> **Set task**
Extract the complete listing and repeat it word for word.

※

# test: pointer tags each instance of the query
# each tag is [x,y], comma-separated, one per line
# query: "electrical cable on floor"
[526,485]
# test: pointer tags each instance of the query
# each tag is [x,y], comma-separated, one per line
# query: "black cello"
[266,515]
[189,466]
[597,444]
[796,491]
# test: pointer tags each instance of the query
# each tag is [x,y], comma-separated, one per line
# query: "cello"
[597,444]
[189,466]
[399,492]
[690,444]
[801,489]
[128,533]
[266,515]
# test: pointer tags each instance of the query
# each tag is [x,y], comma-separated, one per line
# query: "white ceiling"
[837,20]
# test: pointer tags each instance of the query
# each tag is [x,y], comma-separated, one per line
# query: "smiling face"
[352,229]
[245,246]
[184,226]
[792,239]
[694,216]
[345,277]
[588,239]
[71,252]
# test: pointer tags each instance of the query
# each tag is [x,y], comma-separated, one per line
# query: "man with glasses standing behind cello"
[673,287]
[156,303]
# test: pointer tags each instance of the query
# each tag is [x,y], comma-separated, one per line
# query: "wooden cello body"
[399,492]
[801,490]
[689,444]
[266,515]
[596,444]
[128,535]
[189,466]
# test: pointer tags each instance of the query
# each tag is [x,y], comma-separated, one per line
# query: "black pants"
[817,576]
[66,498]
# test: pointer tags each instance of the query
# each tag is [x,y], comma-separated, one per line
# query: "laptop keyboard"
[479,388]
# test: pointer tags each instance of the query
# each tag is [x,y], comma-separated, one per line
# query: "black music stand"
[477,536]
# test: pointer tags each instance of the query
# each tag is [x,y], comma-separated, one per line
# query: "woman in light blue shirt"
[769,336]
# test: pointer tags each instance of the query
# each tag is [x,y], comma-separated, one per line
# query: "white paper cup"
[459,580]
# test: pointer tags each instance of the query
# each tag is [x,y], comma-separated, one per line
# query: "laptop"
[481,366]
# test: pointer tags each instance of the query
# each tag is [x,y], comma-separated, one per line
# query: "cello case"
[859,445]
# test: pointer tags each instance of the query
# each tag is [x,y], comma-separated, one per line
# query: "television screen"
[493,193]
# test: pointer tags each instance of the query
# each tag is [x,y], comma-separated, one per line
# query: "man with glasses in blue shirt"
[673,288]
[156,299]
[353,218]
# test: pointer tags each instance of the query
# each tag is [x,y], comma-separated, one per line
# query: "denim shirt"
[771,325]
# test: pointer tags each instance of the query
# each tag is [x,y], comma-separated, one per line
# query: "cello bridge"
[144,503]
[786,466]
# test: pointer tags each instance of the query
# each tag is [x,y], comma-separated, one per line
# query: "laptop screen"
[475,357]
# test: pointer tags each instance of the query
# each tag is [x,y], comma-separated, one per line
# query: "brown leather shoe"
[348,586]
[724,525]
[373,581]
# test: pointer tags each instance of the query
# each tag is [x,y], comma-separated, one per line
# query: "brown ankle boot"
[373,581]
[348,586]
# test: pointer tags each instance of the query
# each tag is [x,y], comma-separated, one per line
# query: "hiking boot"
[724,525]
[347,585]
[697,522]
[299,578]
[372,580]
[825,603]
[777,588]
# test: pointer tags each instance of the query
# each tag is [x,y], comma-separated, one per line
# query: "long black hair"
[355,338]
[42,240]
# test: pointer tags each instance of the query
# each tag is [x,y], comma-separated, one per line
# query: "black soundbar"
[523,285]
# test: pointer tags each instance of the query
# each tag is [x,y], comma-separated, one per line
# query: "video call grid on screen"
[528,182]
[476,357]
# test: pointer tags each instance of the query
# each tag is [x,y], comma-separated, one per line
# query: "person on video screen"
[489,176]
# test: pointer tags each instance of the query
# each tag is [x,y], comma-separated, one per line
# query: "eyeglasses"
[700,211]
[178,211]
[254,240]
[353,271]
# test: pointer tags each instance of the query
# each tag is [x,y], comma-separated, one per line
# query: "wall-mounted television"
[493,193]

※

> **Final result**
# test: pointer tags each instance of the query
# each tag is [x,y], comma-separated, one per line
# query: "electrical cable on floor"
[526,485]
# test: pointer tags each instance of the query
# each tag is [x,y], comma-separated, one per line
# query: "black cello"
[266,515]
[189,466]
[597,444]
[796,491]
# test: pointer tags each instance of the query
# each tag is [x,y], comma-separated, one per line
# query: "cello"
[597,444]
[189,466]
[399,492]
[690,444]
[801,489]
[128,533]
[266,515]
# test: pointer tags each instance of the query
# each tag is [x,y], comma-separated, one per line
# query: "white ceiling"
[837,20]
# test: pointer tags each instance of the query
# each tag is [x,y], comma-separated, one per line
# query: "smiling face"
[352,229]
[245,246]
[184,226]
[792,239]
[694,216]
[345,277]
[588,239]
[71,252]
# test: pointer tags each instance of the query
# each tag is [x,y], comma-separated, one per line
# query: "man with glasses standing behind cello"
[673,287]
[156,303]
# test: pointer tags each instance of the query
# each tag is [x,y], comma-separated, one per line
# query: "wooden cello body"
[399,492]
[801,490]
[689,444]
[266,515]
[596,444]
[128,535]
[189,466]
# test: pointer tags each instance of the query
# each tag is [x,y], comma-separated, one per line
# query: "black pants"
[817,576]
[66,498]
# test: pointer tags each instance of the query
# each tag is [x,y], comma-separated, one per line
# query: "laptop keyboard"
[479,388]
# test: pointer tags each instance of the query
# each tag is [x,y], comma-separated, one per line
# query: "black music stand"
[477,536]
# test: pointer tags each instance of the query
# each tag is [x,y], comma-separated, one per line
# query: "woman in light blue shirt"
[769,336]
# test: pointer tags each instance of the query
# each tag is [x,y], comma-separated, one per line
# query: "white paper cup"
[459,580]
# test: pointer tags each instance of the query
# each tag is [x,y], comma-separated, one per line
# query: "laptop"
[481,366]
# test: pointer tags each instance of the query
# each tag is [x,y], comma-separated, one per line
# query: "cello case"
[859,445]
# test: pointer tags each instance of the query
# each tag is [x,y], comma-separated, one per line
# query: "television screen"
[493,193]
# test: pointer tags each instance of the query
# each tag is [x,y], comma-separated, one per line
# query: "man with glasses in blue shirt"
[673,288]
[156,299]
[353,218]
# test: pointer tags each instance of the query
# each tag is [x,y], comma-separated, one per line
# query: "denim shirt"
[771,325]
# test: pointer tags each instance of the query
# each tag is [x,y], comma-separated, one per line
# query: "cello bridge"
[144,503]
[786,466]
# test: pointer tags each instance of the query
# each tag is [x,y], comma-separated, one per line
# query: "laptop screen"
[475,357]
# test: pointer tags each instance of the query
# each tag is [x,y], comma-separated, one per line
# query: "brown leather shoe"
[348,586]
[724,525]
[373,581]
# test: pointer tags each instance of the query
# each tag is [x,y], comma-separated, one per line
# query: "brown ankle boot"
[373,581]
[348,586]
# test: pointer tags each instance of the query
# each tag is [x,y], comma-separated, one per line
# query: "hiking boot"
[724,525]
[347,585]
[697,522]
[299,578]
[372,580]
[825,603]
[777,588]
# test: pointer tags each instance of the query
# each tag is [x,y], comma-separated, one per line
# query: "long black hair"
[355,338]
[42,240]
# test: pointer tags each instance of the query
# each tag is [x,y], comma-separated, one per line
# query: "black soundbar"
[523,285]
# test: pointer tags each instance of the query
# each tag is [x,y], comma-separated, one per line
# query: "video call grid on screen"
[528,182]
[476,357]
# test: pointer tags each instance of the query
# each tag is [x,y], comma-separated, one per line
# query: "person on video screen"
[489,176]
# test: pointer tags each instance of the query
# each tag is [x,y], comma-separated, one per line
# query: "eyeglasses"
[700,211]
[178,211]
[254,240]
[353,271]
# test: pointer tags each instance of the query
# each tag is [x,y], comma-separated, one per line
# query: "wall-mounted television"
[493,193]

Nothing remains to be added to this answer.